▶ **练习内容**
1. 把 Logstash 介绍文字中从“Logstash 能够动态地采集、转换和传输数据,不受格式或复杂度的影响。利用 Grok”一直到“Elastic Common Schema,可以实现无限丰富的可能。”的这一段原样抄下来。
2. 根据 Logstash 介绍文字,Logstash 是用哪种语言开发的?

▶ **原文摘录**
········

Logstash简介与配置&logstash收集Java日志
1.简介与工作流程
Logstash是采用ruby语言开发的。logstash与beats一样,是一个data shipper,只不过logstash比较重量级,支持的功能也多。
1.简介
官方的解释是:转换和存储数据
Logstash 是免费且开放的服务器端数据处理管道,能够从多个来源采集数据,转换数据,然后将数据发送到您最喜欢的“存储库”中。
Logstash 能够动态地采集、转换和传输数据,不受格式或复杂度的影响。利用 Grok 从非结构化数据中派生出结构,从 IP 地址解码出地理坐标,匿名化或排除敏感字段,并简化整体处理过程。
2.工作流程
1. Input输入-采集各种样式、大小和来源的数据
数据往往以各种各样的形式,或分散或集中地存在于很多系统中。Logstash 支持各种输入选择,可以同时从众多常用来源捕捉事件。能够以连续的流式传输方式,轻松地从您的日志、指标、Web 应用、数据存储以及各种 AWS 服务采集数据。
关于其输入支持的插件参考:输入插件
2.Filter筛选-实时解析和转换数据
数据从源传输到存储库的过程中,Logstash 过滤器能够解析各个事件,识别已命名的字段以构建结构,并将它们转换成通用格式,以便进行更强大的分析和实现商业价值。
Logstash 能够动态地转换和解析数据,不受格式或复杂度的影响:利用 Grok 从非结构化数据中派生出结构、从 IP 地址破译出地理坐标、将 PII 数据匿名化,完全排除敏感字段、简化整体处理,不受数据源、格式
或架构的影响。
使用丰富的过滤器库和功能多样的 Elastic Common Schema,可以实现无限丰富的可能。
3. Output输出-选择存储库,导出数据
Elasticsearch 是首选输出方向,能够为搜索和分析带来无限可能,但它并非唯一选择。Logstash 提供众多输出选择,您可以将数据发送到您要指定的地方,并且能够灵活地解锁众多下游用例。
2.下载安装
1. 下载logstash
2. 解压后目录如下:
3. 查看logstash/config 目录:
logstash-sample.conf样本配置如下:
# Sample Logstash configuration for creating a simple # Beats -> Logstash -> Elasticsearch pipeline. input { beats { port => 5044 } } output { elasticsearch { hosts => ["http://localhost:9200"] index => "%{[@metadata][beat]}-%{[@metadata][version]}-%{+YYYY.MM.dd}" #user => "elastic" #password => "changeme" } }
3. 入门
1. 收集nginx的访问日志
以控制台的方式进行搜集,便于调试
(1)查看logstash的两条日志(因为我装的有git,所以windows可以用linux的相关命令)

········

位置标注数据集节选:
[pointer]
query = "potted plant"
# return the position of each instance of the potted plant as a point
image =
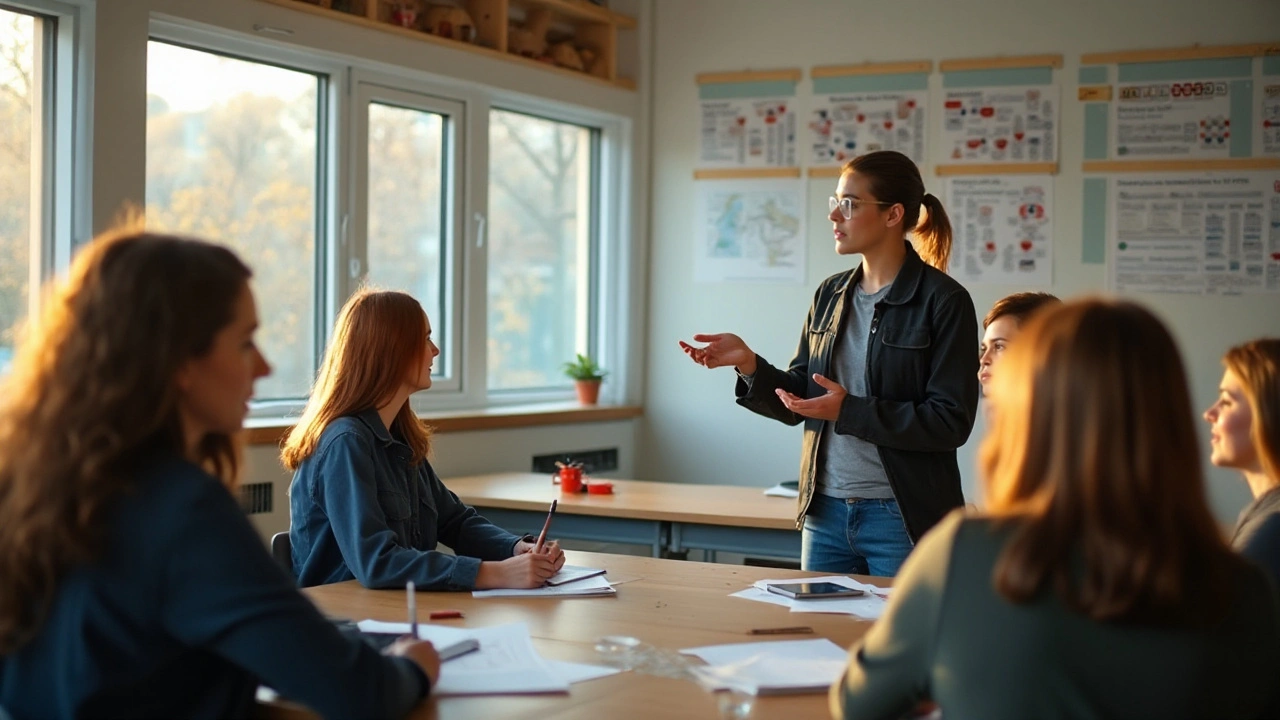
(586, 377)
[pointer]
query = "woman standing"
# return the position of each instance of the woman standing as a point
(1246, 434)
(885, 377)
(133, 584)
(365, 502)
(1097, 584)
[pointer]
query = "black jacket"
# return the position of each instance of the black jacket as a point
(922, 379)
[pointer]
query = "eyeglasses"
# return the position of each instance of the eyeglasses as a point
(848, 205)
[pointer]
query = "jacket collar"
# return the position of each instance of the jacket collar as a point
(374, 422)
(906, 282)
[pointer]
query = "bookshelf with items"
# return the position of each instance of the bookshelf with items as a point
(575, 37)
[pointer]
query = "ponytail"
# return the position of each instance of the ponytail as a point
(933, 233)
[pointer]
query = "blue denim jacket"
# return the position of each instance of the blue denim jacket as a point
(360, 509)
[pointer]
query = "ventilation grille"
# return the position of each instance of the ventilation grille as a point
(256, 499)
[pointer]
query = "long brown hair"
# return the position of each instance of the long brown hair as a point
(1257, 364)
(895, 178)
(380, 336)
(92, 396)
(1093, 456)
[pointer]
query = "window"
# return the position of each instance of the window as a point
(542, 217)
(19, 99)
(234, 155)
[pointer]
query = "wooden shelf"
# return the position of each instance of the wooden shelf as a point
(593, 26)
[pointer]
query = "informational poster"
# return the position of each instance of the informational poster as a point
(1205, 233)
(845, 126)
(749, 231)
(1000, 124)
(754, 132)
(1004, 229)
(1270, 117)
(1157, 121)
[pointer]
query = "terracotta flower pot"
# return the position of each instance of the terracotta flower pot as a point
(588, 391)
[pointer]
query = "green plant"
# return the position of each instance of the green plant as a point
(584, 369)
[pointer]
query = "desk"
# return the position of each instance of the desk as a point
(666, 516)
(664, 602)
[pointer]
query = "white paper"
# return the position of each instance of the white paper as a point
(1198, 233)
(590, 587)
(1004, 229)
(1188, 119)
(1000, 124)
(1269, 118)
(748, 132)
(579, 673)
(849, 124)
(572, 574)
(780, 491)
(771, 668)
(749, 231)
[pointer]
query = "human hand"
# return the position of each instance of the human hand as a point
(824, 406)
(421, 652)
(721, 349)
(522, 572)
(549, 547)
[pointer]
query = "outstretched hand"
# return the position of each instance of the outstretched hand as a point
(824, 406)
(721, 349)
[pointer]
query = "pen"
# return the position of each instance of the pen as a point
(542, 536)
(800, 629)
(412, 609)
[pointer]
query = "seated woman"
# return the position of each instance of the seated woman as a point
(133, 584)
(365, 502)
(1001, 326)
(1246, 434)
(1097, 584)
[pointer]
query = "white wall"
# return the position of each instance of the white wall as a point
(119, 151)
(693, 431)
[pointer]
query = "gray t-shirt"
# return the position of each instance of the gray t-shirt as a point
(848, 465)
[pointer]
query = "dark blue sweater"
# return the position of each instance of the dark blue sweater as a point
(183, 614)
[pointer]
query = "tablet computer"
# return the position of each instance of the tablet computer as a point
(813, 591)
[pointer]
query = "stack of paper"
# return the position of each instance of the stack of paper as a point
(771, 668)
(506, 662)
(588, 586)
(868, 606)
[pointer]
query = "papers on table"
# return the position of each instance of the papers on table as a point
(868, 606)
(771, 668)
(572, 573)
(589, 587)
(784, 490)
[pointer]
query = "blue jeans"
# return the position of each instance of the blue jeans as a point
(862, 537)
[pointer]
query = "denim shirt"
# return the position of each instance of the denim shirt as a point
(360, 509)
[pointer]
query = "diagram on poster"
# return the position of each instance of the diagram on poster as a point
(1173, 121)
(1270, 117)
(1194, 233)
(749, 231)
(1004, 229)
(1001, 124)
(755, 132)
(844, 126)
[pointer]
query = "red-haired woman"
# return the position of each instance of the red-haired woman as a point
(365, 502)
(1097, 583)
(1246, 436)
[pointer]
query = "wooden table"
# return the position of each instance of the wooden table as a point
(666, 516)
(667, 604)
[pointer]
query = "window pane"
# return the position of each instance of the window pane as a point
(18, 95)
(539, 249)
(406, 209)
(232, 158)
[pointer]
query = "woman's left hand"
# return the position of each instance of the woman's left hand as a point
(824, 406)
(551, 548)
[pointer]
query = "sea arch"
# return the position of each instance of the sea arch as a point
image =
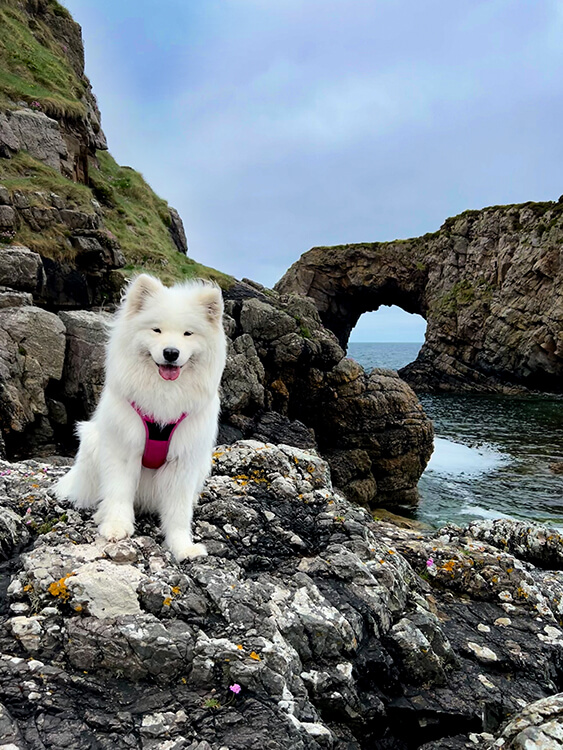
(489, 284)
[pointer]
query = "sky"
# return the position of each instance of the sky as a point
(274, 126)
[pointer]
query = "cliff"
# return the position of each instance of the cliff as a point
(92, 221)
(489, 284)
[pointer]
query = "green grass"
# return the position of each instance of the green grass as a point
(34, 67)
(137, 217)
(140, 220)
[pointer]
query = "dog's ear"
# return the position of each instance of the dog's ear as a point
(141, 288)
(211, 299)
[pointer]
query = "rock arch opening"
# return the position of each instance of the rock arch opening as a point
(388, 337)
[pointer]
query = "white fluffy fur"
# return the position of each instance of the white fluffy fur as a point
(108, 467)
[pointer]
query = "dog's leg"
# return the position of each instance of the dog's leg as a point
(179, 491)
(120, 478)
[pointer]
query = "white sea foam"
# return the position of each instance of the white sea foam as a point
(476, 511)
(455, 458)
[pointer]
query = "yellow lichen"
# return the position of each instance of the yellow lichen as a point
(59, 589)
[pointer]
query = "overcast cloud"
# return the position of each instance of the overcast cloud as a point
(277, 125)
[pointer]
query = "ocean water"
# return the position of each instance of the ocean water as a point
(493, 455)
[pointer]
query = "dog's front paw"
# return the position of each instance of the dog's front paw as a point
(187, 550)
(114, 529)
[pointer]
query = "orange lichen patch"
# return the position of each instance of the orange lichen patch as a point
(449, 566)
(59, 589)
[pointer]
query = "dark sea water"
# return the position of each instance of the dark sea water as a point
(492, 454)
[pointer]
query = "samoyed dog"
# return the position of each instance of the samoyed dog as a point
(149, 443)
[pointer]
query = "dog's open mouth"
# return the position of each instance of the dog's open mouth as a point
(169, 372)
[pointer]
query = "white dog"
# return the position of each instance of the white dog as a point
(150, 440)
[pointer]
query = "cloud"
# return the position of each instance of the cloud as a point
(277, 125)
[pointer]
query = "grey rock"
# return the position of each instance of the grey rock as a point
(32, 348)
(272, 427)
(242, 383)
(488, 283)
(7, 217)
(86, 334)
(78, 219)
(9, 141)
(316, 611)
(21, 269)
(39, 135)
(11, 298)
(265, 322)
(177, 231)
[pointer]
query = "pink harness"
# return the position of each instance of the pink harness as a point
(157, 439)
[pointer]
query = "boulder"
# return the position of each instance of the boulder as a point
(308, 625)
(32, 349)
(37, 134)
(488, 283)
(21, 269)
(86, 335)
(177, 231)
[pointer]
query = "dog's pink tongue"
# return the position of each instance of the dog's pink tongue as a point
(169, 372)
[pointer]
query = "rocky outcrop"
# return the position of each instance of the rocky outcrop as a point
(371, 429)
(489, 285)
(308, 626)
(52, 140)
(285, 381)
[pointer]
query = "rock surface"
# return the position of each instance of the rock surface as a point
(32, 351)
(489, 284)
(284, 363)
(308, 626)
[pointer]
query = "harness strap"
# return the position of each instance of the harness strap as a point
(157, 439)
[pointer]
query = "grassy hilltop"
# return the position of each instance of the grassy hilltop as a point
(41, 68)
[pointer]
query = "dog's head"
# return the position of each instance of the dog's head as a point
(170, 327)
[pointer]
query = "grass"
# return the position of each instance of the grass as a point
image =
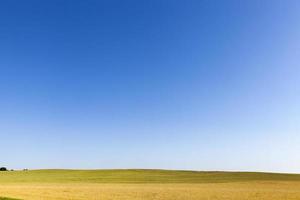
(148, 185)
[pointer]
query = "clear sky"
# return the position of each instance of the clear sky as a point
(197, 84)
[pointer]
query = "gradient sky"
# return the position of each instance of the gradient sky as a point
(205, 85)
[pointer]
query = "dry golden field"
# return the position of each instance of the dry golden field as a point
(232, 187)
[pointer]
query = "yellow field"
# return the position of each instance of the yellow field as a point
(230, 189)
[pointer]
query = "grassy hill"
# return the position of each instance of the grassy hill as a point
(147, 185)
(138, 176)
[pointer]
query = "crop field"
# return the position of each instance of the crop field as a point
(147, 185)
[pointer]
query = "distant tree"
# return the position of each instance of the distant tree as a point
(3, 169)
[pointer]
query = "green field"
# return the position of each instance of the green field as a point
(148, 185)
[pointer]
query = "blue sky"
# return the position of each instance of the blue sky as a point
(205, 85)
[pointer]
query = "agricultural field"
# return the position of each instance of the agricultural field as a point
(147, 185)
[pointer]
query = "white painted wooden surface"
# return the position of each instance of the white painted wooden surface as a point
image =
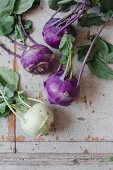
(83, 132)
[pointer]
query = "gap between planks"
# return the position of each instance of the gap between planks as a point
(21, 159)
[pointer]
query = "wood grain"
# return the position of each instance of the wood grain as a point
(82, 136)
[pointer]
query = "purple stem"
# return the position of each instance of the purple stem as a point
(89, 52)
(55, 13)
(15, 42)
(75, 19)
(24, 31)
(60, 67)
(9, 51)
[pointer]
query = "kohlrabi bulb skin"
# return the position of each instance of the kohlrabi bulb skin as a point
(38, 120)
(61, 91)
(37, 59)
(50, 33)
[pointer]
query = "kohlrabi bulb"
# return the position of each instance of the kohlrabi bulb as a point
(37, 120)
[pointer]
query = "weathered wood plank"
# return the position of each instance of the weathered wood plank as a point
(7, 147)
(7, 126)
(22, 159)
(88, 119)
(64, 147)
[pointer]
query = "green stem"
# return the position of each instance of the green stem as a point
(8, 104)
(35, 100)
(24, 103)
(68, 67)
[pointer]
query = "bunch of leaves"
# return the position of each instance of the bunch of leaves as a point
(10, 97)
(96, 13)
(67, 47)
(100, 58)
(9, 9)
(63, 5)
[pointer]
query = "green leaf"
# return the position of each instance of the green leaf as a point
(6, 25)
(111, 159)
(100, 69)
(17, 32)
(64, 5)
(5, 113)
(53, 4)
(90, 19)
(2, 107)
(66, 47)
(7, 76)
(9, 91)
(106, 5)
(6, 6)
(82, 53)
(22, 6)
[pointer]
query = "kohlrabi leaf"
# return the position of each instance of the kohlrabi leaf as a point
(9, 91)
(7, 76)
(66, 47)
(88, 20)
(22, 6)
(82, 52)
(64, 5)
(17, 32)
(106, 6)
(6, 6)
(6, 25)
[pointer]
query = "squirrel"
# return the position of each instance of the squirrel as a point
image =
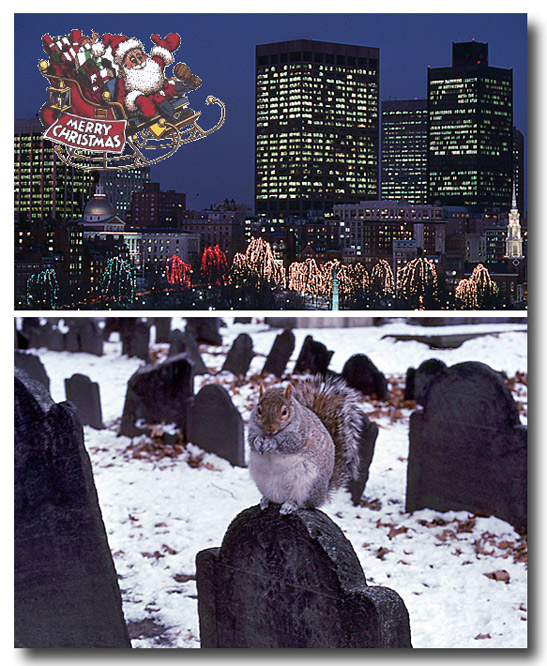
(304, 442)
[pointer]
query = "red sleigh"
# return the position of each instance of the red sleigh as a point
(144, 142)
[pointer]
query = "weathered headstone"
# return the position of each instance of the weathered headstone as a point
(280, 354)
(184, 343)
(66, 590)
(314, 357)
(292, 582)
(205, 329)
(215, 425)
(85, 396)
(360, 373)
(33, 366)
(418, 381)
(240, 355)
(136, 340)
(158, 394)
(367, 442)
(468, 448)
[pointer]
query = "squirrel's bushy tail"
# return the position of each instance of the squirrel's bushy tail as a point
(337, 406)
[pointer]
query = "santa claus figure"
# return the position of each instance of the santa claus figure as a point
(142, 86)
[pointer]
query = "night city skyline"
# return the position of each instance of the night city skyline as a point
(220, 48)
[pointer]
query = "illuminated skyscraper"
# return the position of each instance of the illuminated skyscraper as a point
(317, 126)
(470, 131)
(404, 150)
(44, 186)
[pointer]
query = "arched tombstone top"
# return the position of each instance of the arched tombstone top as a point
(471, 393)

········

▶ **各题结果**
1.
Logstash 能够动态地采集、转换和传输数据,不受格式或复杂度的影响。利用 Grok 从非结构化数据中派生出结构,从 IP 地址解码出地理坐标,匿名化或排除敏感字段,并简化整体处理过程。
2.工作流程
1. Input输入-采集各种样式、大小和来源的数据
数据往往以各种各样的形式,或分散或集中地存在于很多系统中。Logstash 支持各种输入选择,可以同时从众多常用来源捕捉事件。能够以连续的流式传输方式,轻松地从您的日志、指标、Web 应用、数据存储以及各种 AWS 服务采集数据。
关于其输入支持的插件参考:输入插件
2.Filter筛选-实时解析和转换数据
数据从源传输到存储库的过程中,Logstash 过滤器能够解析各个事件,识别已命名的字段以构建结构,并将它们转换成通用格式,以便进行更强大的分析和实现商业价值。
Logstash 能够动态地转换和解析数据,不受格式或复杂度的影响:利用 Grok 从非结构化数据中派生出结构、从 IP 地址破译出地理坐标、将 PII 数据匿名化,完全排除敏感字段、简化整体处理,不受数据源、格式
或架构的影响。
使用丰富的过滤器库和功能多样的 Elastic Common Schema,可以实现无限丰富的可能。

2. Logstash 是用 ruby 语言开发的。